_EXCERPT TO READ_
+---+

The theory is that the input data must settle before it is sampled by the destination clock or the sampled value could go metastable. In our CDC of interest, the data is sampled by a register with a chip enable such that the sampling time can be controlled. The desire is to print a message to the simulation window if the input data is changed before it can be safely sampled by the destination clock. This is typically done using an assert statement as the least assuming method of writing to the transcript. The design of the dynamic checking will therefore assume that the time required for the input data to settle is the length of the synchroniser chain specified by the user multiplied by the destination clock period.

Checking for Data Stability

di_stbl <= di'stable(dest_period_g * len_g)

VHDL already provides what appears to be a suitable means of checking for stability. The S'stable(T) attribute creates "a signal that is true if and only if no event has occured on signal S for time T" (Ref: Doulos Golden Reference Guide). The value T must be a globally static parameter, like a generic value passed in to the component or a local constant. So the initial attempt used this attribute with the destination clock period passed by a generic. I phased this out in favour of another method because I did not trust the generic value to be updated correctly when the clock period changed, and it was the only reason for passing in this generic value in.

I looked for a means to both measure the actual clock period, and then create my own version of the stability signal.

stbl : block

  type slv_arr_t is array(integer range <>) of std_logic_vector;

  signal di_stbl     : boolean                                     := false;
  signal di_dly_vec  : slv_arr_t(0 to len_g-1)(width_g-1 downto 0) := (others => (others => '0'));
  signal clk_period  : time                                        := 0 ns;

  function is_same(vec : slv_arr_t) return boolean is
    variable v : std_logic_vector(width_g-1 downto 0);
  begin
    v := vec(vec'low);
    for i in vec'low+1 to vec'high loop
      if v /= vec(i) then
        return false;
      end if;
    end loop;
    return true;
  end function;

begin

  -- We can verify the destination clock period has been correctly set, but we can't determine it and
  -- use the value in 'stable().
  timer : process(clk_dest)
    variable last_ev     : time    := 0 ns;
    variable last_ev_asn : boolean := false;
  begin
    if rising_edge(clk_dest) then
      if last_ev_asn then
        clk_period <= now - last_ev;
      end if;
      last_ev     := now;
      last_ev_asn := true;
    end if;
  end process;

  -- 'stable attribute requires a globally static parameter, i.e. 'dest_period_g * len_g' not a
  -- signal/variable like 'clk_period'.

+---+

_Dataset records_

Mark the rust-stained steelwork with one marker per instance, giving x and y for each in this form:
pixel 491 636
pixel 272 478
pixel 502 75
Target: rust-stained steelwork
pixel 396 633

+---+

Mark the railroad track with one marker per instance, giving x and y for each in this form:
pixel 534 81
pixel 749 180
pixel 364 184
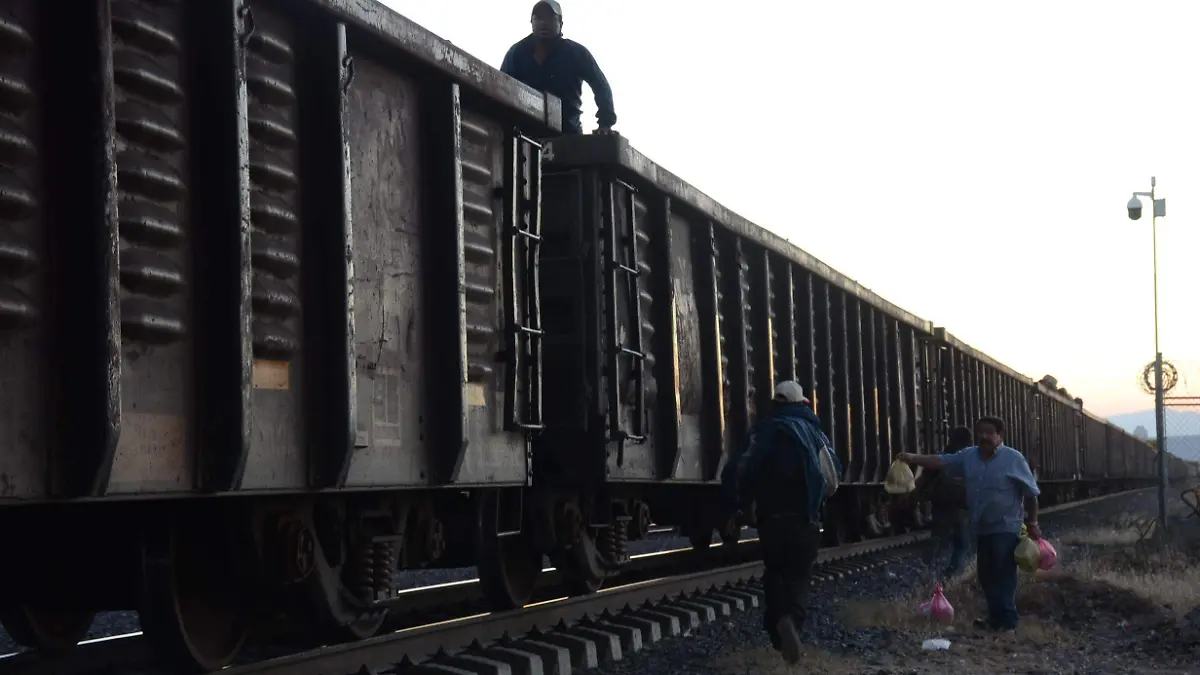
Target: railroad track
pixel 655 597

+---+

_WHAT YOU ARE ASKED TO DO_
Set down, word for word, the part of the excerpt on checking data stability that begins at the words "di_stbl <= di'stable(dest_period_g" and stops after the words "the stability signal.".

_SOLUTION TO THE PROBLEM_
di_stbl <= di'stable(dest_period_g * len_g)

VHDL already provides what appears to be a suitable means of checking for stability. The S'stable(T) attribute creates "a signal that is true if and only if no event has occured on signal S for time T" (Ref: Doulos Golden Reference Guide). The value T must be a globally static parameter, like a generic value passed in to the component or a local constant. So the initial attempt used this attribute with the destination clock period passed by a generic. I phased this out in favour of another method because I did not trust the generic value to be updated correctly when the clock period changed, and it was the only reason for passing in this generic value in.

I looked for a means to both measure the actual clock period, and then create my own version of the stability signal.